##### Record set #####
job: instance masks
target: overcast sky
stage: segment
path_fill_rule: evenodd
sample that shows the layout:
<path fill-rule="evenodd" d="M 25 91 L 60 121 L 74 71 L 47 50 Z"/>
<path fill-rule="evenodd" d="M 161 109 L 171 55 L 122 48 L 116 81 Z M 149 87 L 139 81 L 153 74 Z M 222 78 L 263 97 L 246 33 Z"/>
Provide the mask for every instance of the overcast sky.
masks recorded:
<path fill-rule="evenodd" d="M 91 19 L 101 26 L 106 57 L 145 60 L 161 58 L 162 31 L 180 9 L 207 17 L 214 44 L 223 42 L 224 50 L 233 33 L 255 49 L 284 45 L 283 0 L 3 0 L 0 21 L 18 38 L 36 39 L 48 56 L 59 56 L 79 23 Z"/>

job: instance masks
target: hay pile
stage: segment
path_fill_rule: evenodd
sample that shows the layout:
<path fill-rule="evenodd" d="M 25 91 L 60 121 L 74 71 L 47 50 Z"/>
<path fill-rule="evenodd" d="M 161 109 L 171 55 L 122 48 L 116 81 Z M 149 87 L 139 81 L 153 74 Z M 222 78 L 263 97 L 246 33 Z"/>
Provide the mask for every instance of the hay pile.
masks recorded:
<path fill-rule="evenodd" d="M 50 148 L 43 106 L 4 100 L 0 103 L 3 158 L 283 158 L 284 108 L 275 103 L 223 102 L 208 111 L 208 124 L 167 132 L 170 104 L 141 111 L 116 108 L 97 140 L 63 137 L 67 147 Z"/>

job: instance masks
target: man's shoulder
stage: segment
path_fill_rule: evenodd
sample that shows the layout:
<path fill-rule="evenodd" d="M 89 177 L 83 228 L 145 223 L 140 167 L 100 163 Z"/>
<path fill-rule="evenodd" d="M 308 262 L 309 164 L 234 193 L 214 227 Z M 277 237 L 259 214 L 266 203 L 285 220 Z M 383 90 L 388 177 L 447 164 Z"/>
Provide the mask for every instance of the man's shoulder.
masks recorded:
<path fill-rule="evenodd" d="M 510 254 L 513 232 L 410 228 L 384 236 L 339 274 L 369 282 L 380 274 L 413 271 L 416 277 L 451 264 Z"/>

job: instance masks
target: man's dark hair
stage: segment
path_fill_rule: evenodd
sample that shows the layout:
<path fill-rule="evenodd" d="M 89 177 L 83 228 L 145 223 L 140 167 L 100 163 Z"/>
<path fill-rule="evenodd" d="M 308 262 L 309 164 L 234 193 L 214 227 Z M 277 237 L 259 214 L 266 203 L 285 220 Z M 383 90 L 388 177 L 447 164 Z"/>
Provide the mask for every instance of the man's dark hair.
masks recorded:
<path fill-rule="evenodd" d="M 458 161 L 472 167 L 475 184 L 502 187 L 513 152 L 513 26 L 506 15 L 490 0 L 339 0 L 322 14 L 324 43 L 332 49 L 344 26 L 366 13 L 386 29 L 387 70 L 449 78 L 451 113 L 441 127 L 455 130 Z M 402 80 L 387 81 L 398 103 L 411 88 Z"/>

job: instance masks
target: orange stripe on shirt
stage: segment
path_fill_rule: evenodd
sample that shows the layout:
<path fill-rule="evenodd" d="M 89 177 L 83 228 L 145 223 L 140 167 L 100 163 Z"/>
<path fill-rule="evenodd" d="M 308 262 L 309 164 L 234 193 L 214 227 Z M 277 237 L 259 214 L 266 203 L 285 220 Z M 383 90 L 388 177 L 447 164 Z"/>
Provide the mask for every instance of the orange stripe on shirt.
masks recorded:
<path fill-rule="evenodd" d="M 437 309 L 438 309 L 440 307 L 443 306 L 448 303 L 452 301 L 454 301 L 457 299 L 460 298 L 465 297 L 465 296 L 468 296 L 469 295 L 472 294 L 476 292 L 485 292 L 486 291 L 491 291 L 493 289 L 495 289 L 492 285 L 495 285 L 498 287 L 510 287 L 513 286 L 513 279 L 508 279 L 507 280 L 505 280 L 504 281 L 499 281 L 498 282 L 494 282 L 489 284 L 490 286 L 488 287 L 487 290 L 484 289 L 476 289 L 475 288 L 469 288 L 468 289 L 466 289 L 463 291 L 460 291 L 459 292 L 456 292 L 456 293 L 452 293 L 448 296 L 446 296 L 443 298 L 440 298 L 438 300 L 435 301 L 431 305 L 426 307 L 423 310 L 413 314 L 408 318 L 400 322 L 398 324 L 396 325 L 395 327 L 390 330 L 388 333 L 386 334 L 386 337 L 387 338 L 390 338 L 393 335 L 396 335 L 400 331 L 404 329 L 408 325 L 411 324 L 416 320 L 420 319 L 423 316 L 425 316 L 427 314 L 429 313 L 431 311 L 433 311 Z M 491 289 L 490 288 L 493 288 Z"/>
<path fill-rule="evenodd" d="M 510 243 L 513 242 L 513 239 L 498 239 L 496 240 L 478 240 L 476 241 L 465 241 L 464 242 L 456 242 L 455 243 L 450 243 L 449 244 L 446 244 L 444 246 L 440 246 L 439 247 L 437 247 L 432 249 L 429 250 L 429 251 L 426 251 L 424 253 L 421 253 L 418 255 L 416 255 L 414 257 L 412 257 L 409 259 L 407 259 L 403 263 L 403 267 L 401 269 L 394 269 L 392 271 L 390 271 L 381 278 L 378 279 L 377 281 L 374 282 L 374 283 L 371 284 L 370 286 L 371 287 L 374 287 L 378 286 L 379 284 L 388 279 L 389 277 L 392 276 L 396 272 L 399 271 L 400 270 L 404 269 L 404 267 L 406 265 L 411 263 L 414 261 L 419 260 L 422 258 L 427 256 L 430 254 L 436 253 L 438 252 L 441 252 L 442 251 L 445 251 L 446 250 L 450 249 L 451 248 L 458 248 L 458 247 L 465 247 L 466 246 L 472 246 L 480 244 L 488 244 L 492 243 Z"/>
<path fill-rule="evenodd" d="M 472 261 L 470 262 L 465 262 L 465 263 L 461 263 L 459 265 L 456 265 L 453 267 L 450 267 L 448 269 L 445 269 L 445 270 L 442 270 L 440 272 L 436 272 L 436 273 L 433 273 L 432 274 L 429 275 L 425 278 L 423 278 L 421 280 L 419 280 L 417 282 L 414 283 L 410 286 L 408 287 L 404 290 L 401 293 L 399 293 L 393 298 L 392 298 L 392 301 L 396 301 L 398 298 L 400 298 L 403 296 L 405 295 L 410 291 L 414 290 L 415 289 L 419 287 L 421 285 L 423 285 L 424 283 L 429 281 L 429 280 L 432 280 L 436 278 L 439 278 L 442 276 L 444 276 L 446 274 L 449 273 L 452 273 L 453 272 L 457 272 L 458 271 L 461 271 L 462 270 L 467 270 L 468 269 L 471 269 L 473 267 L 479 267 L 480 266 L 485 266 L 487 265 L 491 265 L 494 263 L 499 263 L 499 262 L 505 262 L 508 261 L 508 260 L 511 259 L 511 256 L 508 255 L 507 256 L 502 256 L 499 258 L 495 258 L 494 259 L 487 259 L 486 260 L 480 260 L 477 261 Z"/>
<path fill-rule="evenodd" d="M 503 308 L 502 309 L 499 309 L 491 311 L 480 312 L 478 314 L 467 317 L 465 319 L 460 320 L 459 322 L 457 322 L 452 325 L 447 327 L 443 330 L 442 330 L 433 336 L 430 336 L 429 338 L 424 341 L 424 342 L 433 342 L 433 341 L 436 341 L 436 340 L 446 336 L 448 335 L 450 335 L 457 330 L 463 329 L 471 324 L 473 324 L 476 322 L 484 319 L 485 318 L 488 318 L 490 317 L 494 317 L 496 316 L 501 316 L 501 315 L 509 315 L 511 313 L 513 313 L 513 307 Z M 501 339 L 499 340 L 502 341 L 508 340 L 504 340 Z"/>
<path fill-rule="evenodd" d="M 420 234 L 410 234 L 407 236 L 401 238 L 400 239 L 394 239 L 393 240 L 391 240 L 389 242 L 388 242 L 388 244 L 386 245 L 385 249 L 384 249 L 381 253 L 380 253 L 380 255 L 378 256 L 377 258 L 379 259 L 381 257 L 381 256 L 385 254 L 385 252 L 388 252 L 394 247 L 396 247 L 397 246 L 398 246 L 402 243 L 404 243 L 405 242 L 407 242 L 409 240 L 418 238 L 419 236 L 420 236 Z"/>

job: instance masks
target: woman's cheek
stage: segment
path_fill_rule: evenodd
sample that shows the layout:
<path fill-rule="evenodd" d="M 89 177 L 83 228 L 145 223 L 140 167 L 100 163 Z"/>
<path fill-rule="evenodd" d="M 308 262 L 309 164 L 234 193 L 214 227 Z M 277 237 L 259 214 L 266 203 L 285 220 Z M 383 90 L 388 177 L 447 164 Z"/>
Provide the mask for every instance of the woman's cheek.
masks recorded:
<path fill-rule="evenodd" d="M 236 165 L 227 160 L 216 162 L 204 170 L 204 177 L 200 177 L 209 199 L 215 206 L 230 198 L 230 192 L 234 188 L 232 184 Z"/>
#####
_The exercise_
Rewrite the rows from the very start down to and including the line that contains "510 254 L 513", changing "segment" to "outline" everywhere it appears and leaving everything else unchanged.

_Worked answer_
job: instance masks
target: overcast sky
stage: outline
path_fill_rule: evenodd
sample that shows the layout:
<path fill-rule="evenodd" d="M 25 91 L 60 121 L 74 71 L 47 50 Z"/>
<path fill-rule="evenodd" d="M 161 109 L 171 55 L 122 48 L 116 81 Z M 149 87 L 139 81 L 153 74 Z M 222 78 L 263 97 L 246 33 Z"/>
Provide the mask for every instance of the overcast sky.
masks recorded:
<path fill-rule="evenodd" d="M 91 19 L 101 26 L 106 57 L 145 60 L 161 58 L 162 31 L 180 9 L 207 17 L 214 44 L 223 42 L 224 50 L 233 33 L 255 49 L 284 45 L 283 0 L 3 0 L 0 21 L 18 38 L 36 39 L 48 56 L 59 56 L 79 23 Z"/>

job: instance masks
target: hay pile
stage: outline
path_fill_rule: evenodd
sample that shows the layout:
<path fill-rule="evenodd" d="M 25 91 L 60 121 L 74 71 L 47 50 Z"/>
<path fill-rule="evenodd" d="M 161 109 L 171 55 L 122 48 L 116 81 Z M 149 87 L 139 81 L 153 74 Z M 222 78 L 263 97 L 246 33 Z"/>
Provide the mask for every instance of the hay pile.
masks recorded:
<path fill-rule="evenodd" d="M 50 148 L 43 106 L 4 100 L 0 103 L 3 158 L 283 158 L 284 108 L 275 103 L 223 102 L 208 111 L 208 124 L 167 132 L 170 104 L 141 111 L 116 108 L 97 140 L 63 137 L 67 147 Z"/>

job: instance masks
target: man's shoulder
stage: outline
path_fill_rule: evenodd
sample that shows the layout:
<path fill-rule="evenodd" d="M 89 177 L 83 228 L 145 223 L 140 167 L 100 163 Z"/>
<path fill-rule="evenodd" d="M 308 262 L 309 164 L 234 193 L 214 227 Z M 277 237 L 259 214 L 266 203 L 285 220 Z M 383 90 L 388 177 L 447 164 Z"/>
Provide the mask for every instance of the man's shoulder.
masks recorded:
<path fill-rule="evenodd" d="M 510 254 L 513 232 L 410 228 L 384 236 L 339 274 L 369 282 L 380 274 L 413 271 L 416 277 L 451 264 Z"/>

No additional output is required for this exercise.